* **SOURCE EXTRACT**
######
Special Data Pipeline Transformation Functions
When you load data in the System, you can use special loading transformation functions in the SELECT SQL statement to transform the data on load.
EXPLODE_OUTER expands a one-dimensional or multidimensional array into its elements with one element per row of output from the system. The array can contain a maximum of 8,192 elements, which is the limit for the default settings.
The function takes an array of rank N and expands the elements, returning elements of rank N-1. For example, when you apply EXPLODE_OUTER to an array of integers, the system returns each integer in its own row. When you apply EXPLODE_OUTER to an array of arrays of integers, the system returns each array of integers in its own row. You can add further transforms to these elements by nesting the statement, e.g., NANOS_TO_TIMESTAMP(EXPLODE_OUTER($int_array_field[])).
You can use this function with multiple columns in the same table. The system holds constant columns that are not expanded. Also, the system combines expanded columns together in array order. If multiple expanded columns have different array lengths, the system expands the record into N records where N is the maximum length. Columns with array lengths less than N have NULL values after the system expands each value.
Limitations
- When you use this function with multi-dimensional arrays, you cannot apply it multiple times to match the number of dimensions, for example.
- Each record must have an associated 64-bit record number, which uniquely identifies a row within its partition. Configure the format of this number using the RECORD_NUMBER_FORMAT advanced pipeline option to modify the maximum number of elements that the array to expand can contain. For details, see Advanced Pipeline Tuning Options.
######
* **PROVIDED DATA**
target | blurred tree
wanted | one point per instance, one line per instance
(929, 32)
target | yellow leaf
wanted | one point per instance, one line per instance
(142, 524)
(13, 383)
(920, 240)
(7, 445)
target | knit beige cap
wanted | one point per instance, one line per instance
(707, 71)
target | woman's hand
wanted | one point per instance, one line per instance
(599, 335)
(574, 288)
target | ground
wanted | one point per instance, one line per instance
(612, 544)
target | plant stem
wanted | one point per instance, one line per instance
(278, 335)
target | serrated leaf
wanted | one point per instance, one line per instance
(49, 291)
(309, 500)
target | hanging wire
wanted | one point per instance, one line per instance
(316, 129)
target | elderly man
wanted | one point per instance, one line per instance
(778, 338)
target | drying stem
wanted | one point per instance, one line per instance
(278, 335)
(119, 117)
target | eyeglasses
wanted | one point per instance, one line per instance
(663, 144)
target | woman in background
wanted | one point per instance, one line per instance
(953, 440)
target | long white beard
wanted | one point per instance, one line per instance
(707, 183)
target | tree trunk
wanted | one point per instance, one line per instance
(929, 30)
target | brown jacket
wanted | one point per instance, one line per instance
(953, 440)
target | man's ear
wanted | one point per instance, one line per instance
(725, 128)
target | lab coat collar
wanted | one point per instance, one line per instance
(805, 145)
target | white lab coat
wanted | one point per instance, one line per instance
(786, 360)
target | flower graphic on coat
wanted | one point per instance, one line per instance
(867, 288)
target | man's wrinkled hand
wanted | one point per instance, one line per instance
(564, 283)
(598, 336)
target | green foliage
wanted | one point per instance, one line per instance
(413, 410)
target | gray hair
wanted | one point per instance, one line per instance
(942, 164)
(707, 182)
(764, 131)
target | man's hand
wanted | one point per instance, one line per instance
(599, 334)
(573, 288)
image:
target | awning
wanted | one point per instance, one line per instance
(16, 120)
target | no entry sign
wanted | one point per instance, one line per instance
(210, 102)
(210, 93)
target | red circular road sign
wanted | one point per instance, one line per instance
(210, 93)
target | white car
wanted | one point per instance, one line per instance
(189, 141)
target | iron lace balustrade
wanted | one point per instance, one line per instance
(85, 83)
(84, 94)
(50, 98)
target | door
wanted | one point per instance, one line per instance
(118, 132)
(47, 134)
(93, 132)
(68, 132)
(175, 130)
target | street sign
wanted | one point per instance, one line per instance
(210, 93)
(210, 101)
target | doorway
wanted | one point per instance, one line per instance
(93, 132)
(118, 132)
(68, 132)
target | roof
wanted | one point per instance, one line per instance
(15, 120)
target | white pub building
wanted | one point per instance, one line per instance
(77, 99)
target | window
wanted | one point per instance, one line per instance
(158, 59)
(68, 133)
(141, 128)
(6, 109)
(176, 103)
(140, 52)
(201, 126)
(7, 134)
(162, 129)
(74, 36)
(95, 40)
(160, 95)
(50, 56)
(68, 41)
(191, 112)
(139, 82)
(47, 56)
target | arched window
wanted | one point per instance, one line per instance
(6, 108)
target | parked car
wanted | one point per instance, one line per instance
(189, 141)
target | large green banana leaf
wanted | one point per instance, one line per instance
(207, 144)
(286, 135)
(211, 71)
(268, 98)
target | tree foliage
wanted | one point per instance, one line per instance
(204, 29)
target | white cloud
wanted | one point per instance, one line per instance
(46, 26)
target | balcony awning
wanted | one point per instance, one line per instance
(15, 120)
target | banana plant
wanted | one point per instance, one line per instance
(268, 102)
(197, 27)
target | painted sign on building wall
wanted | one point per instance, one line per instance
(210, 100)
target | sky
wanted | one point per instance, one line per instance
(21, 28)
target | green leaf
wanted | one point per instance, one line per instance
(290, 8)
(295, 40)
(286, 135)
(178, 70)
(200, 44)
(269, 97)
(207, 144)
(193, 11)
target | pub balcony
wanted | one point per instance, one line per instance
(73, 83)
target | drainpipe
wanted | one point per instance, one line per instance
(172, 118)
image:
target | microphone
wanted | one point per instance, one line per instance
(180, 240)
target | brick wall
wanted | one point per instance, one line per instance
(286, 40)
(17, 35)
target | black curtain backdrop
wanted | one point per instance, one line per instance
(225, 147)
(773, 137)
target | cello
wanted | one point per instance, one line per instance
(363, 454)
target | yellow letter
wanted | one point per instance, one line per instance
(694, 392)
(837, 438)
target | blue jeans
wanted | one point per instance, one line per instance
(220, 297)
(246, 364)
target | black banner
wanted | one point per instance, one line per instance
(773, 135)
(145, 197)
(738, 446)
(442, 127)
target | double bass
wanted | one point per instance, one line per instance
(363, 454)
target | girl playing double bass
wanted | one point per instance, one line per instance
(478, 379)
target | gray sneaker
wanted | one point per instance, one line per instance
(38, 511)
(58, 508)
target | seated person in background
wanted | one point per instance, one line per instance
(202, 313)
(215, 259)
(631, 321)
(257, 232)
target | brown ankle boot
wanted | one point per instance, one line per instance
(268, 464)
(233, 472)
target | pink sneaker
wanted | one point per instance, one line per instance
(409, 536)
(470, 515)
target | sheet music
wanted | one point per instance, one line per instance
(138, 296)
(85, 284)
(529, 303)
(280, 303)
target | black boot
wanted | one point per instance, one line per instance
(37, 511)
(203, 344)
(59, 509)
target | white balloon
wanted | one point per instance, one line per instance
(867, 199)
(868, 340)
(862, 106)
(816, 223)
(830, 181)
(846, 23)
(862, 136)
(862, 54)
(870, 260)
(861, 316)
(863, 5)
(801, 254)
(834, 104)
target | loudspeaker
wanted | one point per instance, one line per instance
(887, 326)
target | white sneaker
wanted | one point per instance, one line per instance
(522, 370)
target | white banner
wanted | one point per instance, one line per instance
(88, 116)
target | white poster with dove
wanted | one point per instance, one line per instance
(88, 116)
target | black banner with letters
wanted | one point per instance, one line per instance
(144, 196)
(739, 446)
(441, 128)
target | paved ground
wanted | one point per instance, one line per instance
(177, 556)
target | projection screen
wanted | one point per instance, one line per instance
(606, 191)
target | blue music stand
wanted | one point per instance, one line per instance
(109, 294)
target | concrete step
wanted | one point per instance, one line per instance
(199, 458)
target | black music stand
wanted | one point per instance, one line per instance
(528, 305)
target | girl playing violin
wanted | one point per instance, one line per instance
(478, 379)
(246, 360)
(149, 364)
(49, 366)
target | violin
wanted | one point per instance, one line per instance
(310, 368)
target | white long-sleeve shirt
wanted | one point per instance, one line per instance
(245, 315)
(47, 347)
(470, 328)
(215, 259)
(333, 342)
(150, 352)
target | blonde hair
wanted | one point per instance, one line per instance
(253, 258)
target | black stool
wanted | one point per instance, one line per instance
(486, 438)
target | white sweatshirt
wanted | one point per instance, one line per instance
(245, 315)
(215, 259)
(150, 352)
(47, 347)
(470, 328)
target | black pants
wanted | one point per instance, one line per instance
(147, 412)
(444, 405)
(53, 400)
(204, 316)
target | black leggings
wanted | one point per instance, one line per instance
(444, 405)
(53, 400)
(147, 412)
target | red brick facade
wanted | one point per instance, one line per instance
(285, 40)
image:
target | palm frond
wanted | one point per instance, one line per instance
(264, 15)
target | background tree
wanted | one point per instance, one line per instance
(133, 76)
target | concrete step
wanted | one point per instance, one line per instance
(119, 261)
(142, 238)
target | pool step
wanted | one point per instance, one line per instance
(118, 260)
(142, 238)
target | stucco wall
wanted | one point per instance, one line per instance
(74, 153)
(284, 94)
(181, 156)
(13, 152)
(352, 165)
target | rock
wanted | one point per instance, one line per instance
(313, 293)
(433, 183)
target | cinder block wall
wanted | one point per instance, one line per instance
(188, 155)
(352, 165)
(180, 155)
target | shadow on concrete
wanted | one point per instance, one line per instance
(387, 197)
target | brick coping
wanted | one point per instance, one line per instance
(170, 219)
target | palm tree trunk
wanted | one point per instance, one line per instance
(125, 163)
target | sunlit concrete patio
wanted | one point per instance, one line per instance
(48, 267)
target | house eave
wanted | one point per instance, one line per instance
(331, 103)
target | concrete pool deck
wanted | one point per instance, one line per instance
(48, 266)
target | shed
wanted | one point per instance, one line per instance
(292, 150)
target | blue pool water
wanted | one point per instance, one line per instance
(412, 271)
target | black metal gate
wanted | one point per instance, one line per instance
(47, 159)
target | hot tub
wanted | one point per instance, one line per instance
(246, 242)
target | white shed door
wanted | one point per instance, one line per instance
######
* **SET OF TASKS**
a - In the EXPLODE_OUTER text, what is the maximum number of elements an array can hold under the default settings?
b - Write the next part of the EXPLODE_OUTER text, starting right after its final sentence.

* **OUTPUTS BY TASK**
a - 8,192 elements.

b -
- The system uses record numbers for deduplication, so changing the RECORD_NUMBER_FORMAT option of a pipeline can change its deduplication behavior. Always create a new pipeline when you change this option to make rows deduplicate properly.
- To make rows deduplicate properly when you do not set this option, always create a new pipeline when adding an EXPLODE_OUTER statement to your pipeline or removing all such statements from your pipeline.
Syntax
Argument | Data Type | Description |
---|---|---|
array | Array | An array to expand. |
Example
Create the test_table table to load data with three columns where the first two columns are integers, and the third is a string.
Preview the load using this inline source data in JSON format: {"id": 1, "int_array": [1, 2, 3], "string_array": ["a", "b"]}. Use the EXPLODE_OUTER function to expand the elements of the arrays in the second and third JSON data values.
Output
The output shows that the inline array values are expanded across the individual rows.
The data pipeline functionality supports special transformation functions for arrays that use lambda functions or function expressions to apply SQL operations to individual elements in an array. These functions are not supported in standard Ocient SQL queries.
The supported special functions are:
- transform — Transform individual elements in an array. Apply a transformation expression to every element in the array.
- filter — Filter the elements in an array. Apply a filter function to each element in an array and return an array of elements matching the filter function.
- zip_with — Combines multiple arrays using a zipping function. Apply a zipping function to N-wise pairs of elements from N arrays and return an array with the results from the zipping function.
Each of these functions takes one or more arrays as input arguments and a lambda or other reference function for applying to the elements in the array. A lambda function is an anonymous function that must have a specific signature and return type for the array transformation function where you use the lambda function.
Transforms an array based on the logic in a lambda expression. The first argument is an expression that evaluates to an array that contains the elements to transform. The second argument is a lambda expression or other reference function that defines how to transform each element.
The second argument must be of the form (x T) -> U. This specified form returns a value of type U for a specified element x. The lambda function specifies the type T of the element x.
The second argument can also be another reference function for a single argument function.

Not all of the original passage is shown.